Note: These rankings are strictly my opinion.
Note: Players for whom a number is retired are automatically ranked as the best.
*= Jersey is Retired for This Player
To take a break from writing about the current state of the Wake Forest basketball program, I decided to rank the greatest players to ever wear each jersey number for Wake Forest.
A player who only played one or two years is at a disadvantage against someone who played all four years and had more of a chance to make an impact on Wake Forest. So for instance, Justin Gray beats out Al-Farouq Aminu for the number 1 because he played all four years and in my mind had more of an impact than Aminu. I realize many will not like this policy, but you can feel free to disagree in the comments.
Without further ado, here’s the list.
#0: Jeff Teague
Runner-Up: Codi Miller-McIntyre
This number has only been used since 2002-03, and Chris Ellis was the first to wear it. I’ve already broken my policy listed above. Teague only played two years before leaving for the NBA, but he had a huge impact on the program. He made the All-ACC Second Team his sophomore year, made the All-ACC Freshman Team, was a two-time ACC Player of the Week, a 4-time ACC Rookie of the Week, and was an Honorable Mention All-American his sophomore season.

* REQUIRED TASKS
1. Answer these from the Wake Forest jersey rankings:
(a) Who beats out Al-Farouq Aminu for the number 1?
(b) Since which season has the number 0 been used?
(c) How many times was Jeff Teague named ACC Rookie of the Week?
2. Summarize the Wake Forest jersey rankings in two sentences.
3. Print everything from "Note: Players for" down to "in the comments." in the Wake Forest jersey rankings.
The listing that comes next is unrelated to the Wake Forest jersey rankings.

* DATA PROVIDED
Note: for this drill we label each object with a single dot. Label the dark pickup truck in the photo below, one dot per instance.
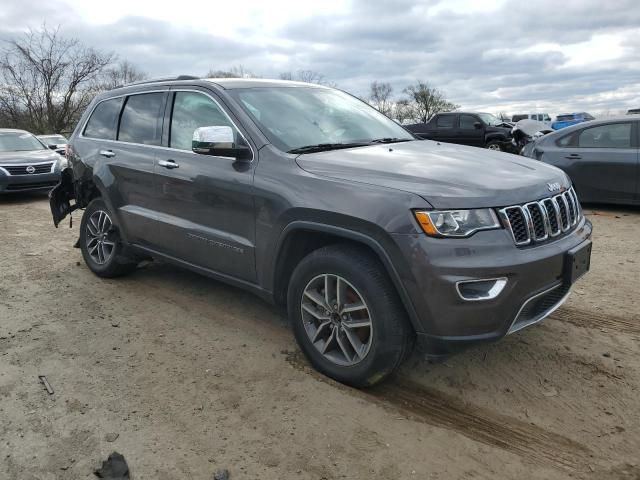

* ANSWERS TO THE EXERCISE
1.
(a) Justin Gray
(b) 2002-03
(c) 4 times

2. The author ranks the greatest Wake Forest basketball players to wear each jersey number, automatically ranking players with retired numbers as the best and favoring those who played all four years. For #0, Jeff Teague takes the top spot even though he played only two years before leaving for the NBA, and Codi Miller-McIntyre is the runner-up.

3.
Note: Players for whom a number is retired are automatically ranked as the best.
*= Jersey is Retired for This Player
To take a break from writing about the current state of the Wake Forest basketball program, I decided to rank the greatest players to ever wear each jersey number for Wake Forest.
A player who only played one or two years is at a disadvantage against someone who played all four years and had more of a chance to make an impact on Wake Forest. So for instance, Justin Gray beats out Al-Farouq Aminu for the number 1 because he played all four years and in my mind had more of an impact than Aminu. I realize many will not like this policy, but you can feel free to disagree in the comments.